■ Given task ■
Reproduce each of the following records word for word, leaving out the pictures.

■ Supplied data ■
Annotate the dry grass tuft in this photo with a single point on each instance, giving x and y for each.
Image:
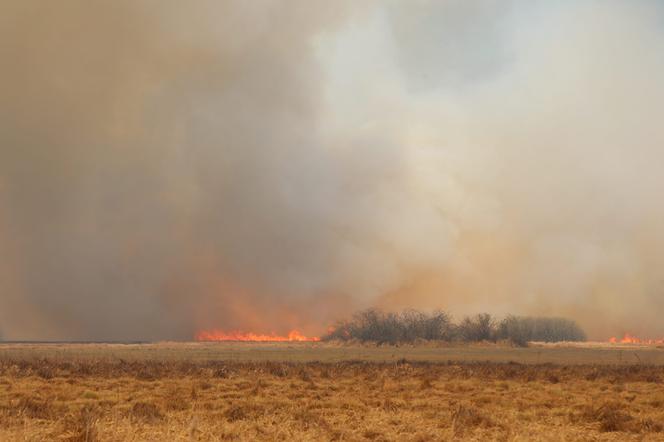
(465, 418)
(165, 398)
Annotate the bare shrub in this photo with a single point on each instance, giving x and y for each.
(481, 327)
(521, 329)
(411, 326)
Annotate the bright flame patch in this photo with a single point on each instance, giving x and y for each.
(219, 335)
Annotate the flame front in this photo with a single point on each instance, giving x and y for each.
(219, 335)
(630, 339)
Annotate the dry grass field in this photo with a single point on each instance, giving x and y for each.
(210, 392)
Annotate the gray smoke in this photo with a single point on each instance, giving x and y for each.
(169, 166)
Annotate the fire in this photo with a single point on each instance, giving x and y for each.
(629, 339)
(219, 335)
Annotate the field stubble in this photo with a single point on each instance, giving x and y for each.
(99, 395)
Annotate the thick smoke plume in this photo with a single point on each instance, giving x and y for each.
(168, 166)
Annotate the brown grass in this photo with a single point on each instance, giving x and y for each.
(97, 399)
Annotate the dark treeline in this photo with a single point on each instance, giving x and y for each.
(411, 325)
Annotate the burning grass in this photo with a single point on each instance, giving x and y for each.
(159, 399)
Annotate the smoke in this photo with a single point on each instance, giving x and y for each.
(266, 165)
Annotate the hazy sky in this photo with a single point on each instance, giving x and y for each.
(167, 166)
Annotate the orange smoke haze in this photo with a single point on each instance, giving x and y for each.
(219, 335)
(629, 339)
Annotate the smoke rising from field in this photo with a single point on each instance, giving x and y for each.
(169, 166)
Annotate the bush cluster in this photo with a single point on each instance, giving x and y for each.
(411, 325)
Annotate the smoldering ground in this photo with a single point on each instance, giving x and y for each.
(166, 167)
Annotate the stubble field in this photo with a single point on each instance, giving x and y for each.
(231, 391)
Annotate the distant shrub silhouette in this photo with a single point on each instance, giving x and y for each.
(481, 327)
(521, 329)
(410, 325)
(407, 326)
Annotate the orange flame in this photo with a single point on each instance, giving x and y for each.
(630, 339)
(219, 335)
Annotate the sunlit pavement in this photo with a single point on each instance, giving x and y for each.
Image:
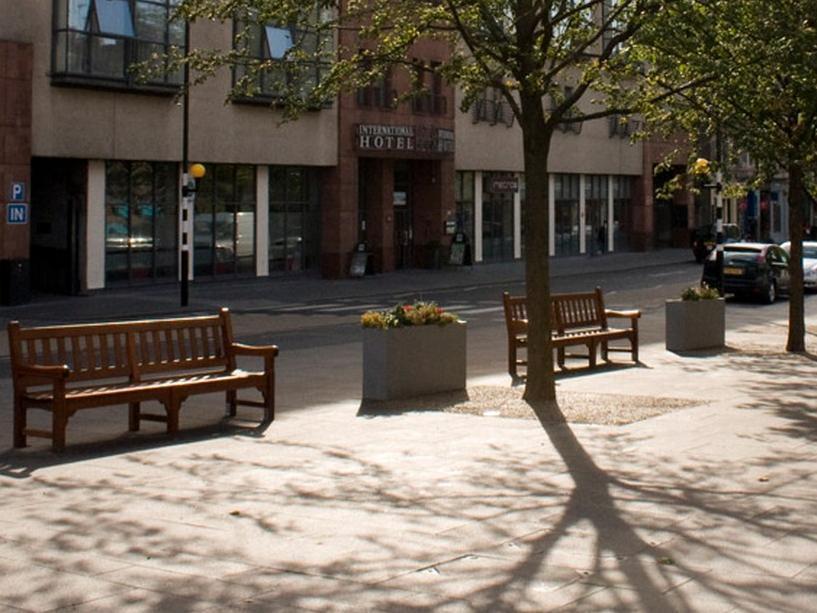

■ The solution ■
Annotate the dry grass tuft in this photo with a single point on each instance, giving x and y for each.
Image:
(465, 418)
(165, 398)
Annotate the bare shrub in this photo with a single point on each instance, giving x and y for each.
(481, 327)
(521, 329)
(411, 326)
Annotate the bright flame patch in this photo with a single point on each instance, giving x and y for each.
(219, 335)
Annotate the flame front in this photo with a single point on each instance, giving x and y for each.
(219, 335)
(630, 339)
Annotate the dry grass field in this photo with a single point on each instance, giving x and y for each.
(210, 392)
Annotate the gray smoke in this photo with a single point on each instance, giving x and y for each.
(169, 166)
Annotate the fire in this photo with a single point on each instance, giving x and y for each.
(629, 339)
(219, 335)
Annotate the field stubble in this photo with a single point on each instance, giving x and y for each.
(99, 395)
Annotate the thick smoke plume in this photo with a single point on each instance, giving x and y for each.
(168, 166)
Annotate the brown grass in this photo with a single point on each instance, giving x and y for each.
(97, 399)
Annotate the dark treeline in this photo with a single point on each instance, giving x and y for each.
(411, 325)
Annotate the burning grass in this photo with a single point on each instance, giving x and y for each.
(159, 399)
Annotate the smoke in this photo with a single point on each instance, giving x and y for each.
(266, 165)
Annotate the hazy sky in this photo with a single point on each instance, giving x and y for each.
(167, 166)
Annotate the orange smoke haze in this photo with a single point on each instance, giving x and y for each.
(219, 335)
(629, 339)
Annotate the smoke rising from field in this photo with a single point on each instance, giving x and y for each.
(169, 166)
Annotate the bush cluster in this photo with a single point on each instance, giving x and y for each.
(411, 325)
Annotate the smoldering ground in this photo with a single point on each instance, giving x and y for each.
(166, 167)
Annotate the stubble field in this photo with a single point on each instance, giving x and y for each.
(231, 391)
Annotate the distant shrub silhouette in this photo with a single point on each instance, giving x and y for each.
(481, 327)
(521, 329)
(410, 325)
(407, 326)
Annotate the orange flame in this photo with a single point on each instance, giving x and y for each.
(630, 339)
(219, 335)
Annotate the sunlit pavement in this photo with a single point on each instance, giving x and y for each.
Image:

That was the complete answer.